* Work task A
Rewrite the COPD text from "COPD includes two" up to and including "die from COPD.", changing "chronic bronchitis" to "long-term bronchitis".
* Work task B
List every count of people that the COPD text gives.
* Work task C
According to the COPD text, what rank did COPD hold among causes of death in the U.S. in 2010?

* Text
About 13 million adults in the U.S. have chronic obstructive pulmonary disease (COPD), according to estimates from the American Lung Association, and another 10 million have evidence of impaired lung function, indicating the number of people with COPD could be much higher.  In 2010, nearly 140,000 men and women in the U.S. died as a result of COPD, making it the third leading cause of death. Adult stem cell therapy is a treatment designed to help the body’s natural repair kit work more effectively. Damage to the lungs from COPD cannot be fully reversed; however, this treatment can help manage your symptoms to reduce the effects of further damage.
COPD includes two conditions: emphysema and chronic bronchitis. Historically, emphysema has occurred more often in men than women, but in recent years, the rate of disease in women has been greater. Women also have about twice the risk of developing chronic bronchitis as men. Women are also more likely to die from COPD.

* Provided material
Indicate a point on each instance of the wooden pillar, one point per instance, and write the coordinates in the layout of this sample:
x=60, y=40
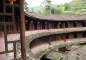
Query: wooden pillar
x=59, y=25
x=38, y=25
x=46, y=25
x=22, y=32
x=79, y=24
x=63, y=24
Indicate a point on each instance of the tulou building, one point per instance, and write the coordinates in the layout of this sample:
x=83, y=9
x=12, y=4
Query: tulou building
x=33, y=36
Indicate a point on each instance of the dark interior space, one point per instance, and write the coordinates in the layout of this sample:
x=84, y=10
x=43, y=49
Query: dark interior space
x=1, y=6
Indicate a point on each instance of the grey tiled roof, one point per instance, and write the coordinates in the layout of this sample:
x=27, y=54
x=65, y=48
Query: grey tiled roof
x=57, y=17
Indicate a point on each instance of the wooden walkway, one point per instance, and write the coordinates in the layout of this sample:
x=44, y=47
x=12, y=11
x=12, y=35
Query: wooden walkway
x=14, y=36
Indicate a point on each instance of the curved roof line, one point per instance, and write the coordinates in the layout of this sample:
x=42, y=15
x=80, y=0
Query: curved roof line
x=57, y=17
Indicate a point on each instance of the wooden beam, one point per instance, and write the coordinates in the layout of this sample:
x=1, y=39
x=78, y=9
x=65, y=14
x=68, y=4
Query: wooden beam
x=22, y=30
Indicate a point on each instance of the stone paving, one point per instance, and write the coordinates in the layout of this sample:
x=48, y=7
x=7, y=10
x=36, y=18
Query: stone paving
x=78, y=54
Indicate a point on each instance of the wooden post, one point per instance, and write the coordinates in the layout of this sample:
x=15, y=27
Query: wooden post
x=22, y=32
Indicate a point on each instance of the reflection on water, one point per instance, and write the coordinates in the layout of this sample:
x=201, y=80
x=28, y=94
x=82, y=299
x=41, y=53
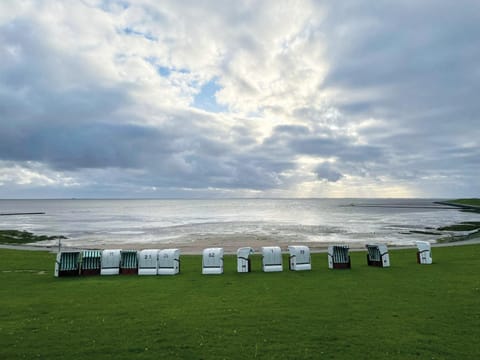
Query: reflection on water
x=294, y=220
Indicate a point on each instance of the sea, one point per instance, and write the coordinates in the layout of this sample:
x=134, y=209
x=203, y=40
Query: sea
x=114, y=222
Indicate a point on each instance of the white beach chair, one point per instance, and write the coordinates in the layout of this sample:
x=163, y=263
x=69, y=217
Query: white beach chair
x=424, y=253
x=243, y=259
x=272, y=259
x=299, y=258
x=129, y=262
x=377, y=255
x=338, y=257
x=111, y=262
x=212, y=262
x=168, y=262
x=148, y=262
x=91, y=262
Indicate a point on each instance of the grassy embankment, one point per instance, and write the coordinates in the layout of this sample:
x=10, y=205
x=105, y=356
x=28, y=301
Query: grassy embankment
x=407, y=311
x=16, y=237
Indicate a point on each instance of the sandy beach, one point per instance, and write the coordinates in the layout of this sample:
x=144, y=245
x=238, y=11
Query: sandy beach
x=230, y=245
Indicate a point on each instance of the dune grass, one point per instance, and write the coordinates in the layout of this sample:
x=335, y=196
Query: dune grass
x=407, y=311
x=23, y=237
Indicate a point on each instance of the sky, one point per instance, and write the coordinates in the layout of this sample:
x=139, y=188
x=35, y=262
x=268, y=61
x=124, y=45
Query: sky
x=208, y=99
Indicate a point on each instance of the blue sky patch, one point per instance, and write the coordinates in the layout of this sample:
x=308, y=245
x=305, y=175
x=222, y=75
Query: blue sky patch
x=206, y=100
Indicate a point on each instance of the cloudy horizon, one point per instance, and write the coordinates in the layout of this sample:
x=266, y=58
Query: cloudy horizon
x=180, y=99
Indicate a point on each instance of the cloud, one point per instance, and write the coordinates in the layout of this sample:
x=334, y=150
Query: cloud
x=110, y=98
x=327, y=172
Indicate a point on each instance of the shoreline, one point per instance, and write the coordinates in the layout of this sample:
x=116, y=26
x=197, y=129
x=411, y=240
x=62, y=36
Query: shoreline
x=230, y=246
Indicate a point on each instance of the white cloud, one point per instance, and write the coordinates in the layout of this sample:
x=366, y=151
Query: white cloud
x=97, y=92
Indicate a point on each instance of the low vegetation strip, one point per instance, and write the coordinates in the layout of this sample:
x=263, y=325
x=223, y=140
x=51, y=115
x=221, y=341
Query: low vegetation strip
x=407, y=311
x=23, y=237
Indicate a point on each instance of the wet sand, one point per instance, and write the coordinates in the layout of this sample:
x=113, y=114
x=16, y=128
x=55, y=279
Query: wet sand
x=229, y=244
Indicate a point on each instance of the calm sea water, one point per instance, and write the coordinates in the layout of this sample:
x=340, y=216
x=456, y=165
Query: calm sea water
x=86, y=222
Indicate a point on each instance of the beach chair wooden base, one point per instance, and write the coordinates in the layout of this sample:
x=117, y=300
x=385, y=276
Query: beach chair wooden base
x=90, y=272
x=126, y=271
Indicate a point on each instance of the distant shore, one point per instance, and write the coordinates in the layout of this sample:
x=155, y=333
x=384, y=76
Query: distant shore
x=449, y=235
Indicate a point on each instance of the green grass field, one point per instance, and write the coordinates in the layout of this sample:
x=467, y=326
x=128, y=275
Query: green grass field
x=408, y=311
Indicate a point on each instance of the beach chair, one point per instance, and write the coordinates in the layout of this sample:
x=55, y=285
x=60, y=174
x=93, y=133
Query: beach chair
x=243, y=259
x=110, y=264
x=67, y=263
x=272, y=259
x=91, y=262
x=424, y=253
x=148, y=262
x=212, y=262
x=299, y=258
x=338, y=257
x=168, y=262
x=128, y=262
x=377, y=255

* Exercise answer A
COPD includes two conditions: emphysema and long-term bronchitis. Historically, emphysema has occurred more often in men than women, but in recent years, the rate of disease in women has been greater. Women also have about twice the risk of developing long-term bronchitis as men. Women are also more likely to die from COPD.

* Exercise answer B
About 13 million adults in the U.S. who have COPD
Another 10 million who have evidence of impaired lung function
Nearly 140,000 men and women in the U.S. who died as a result of COPD in 2010

* Exercise answer C
It was the third leading cause of death.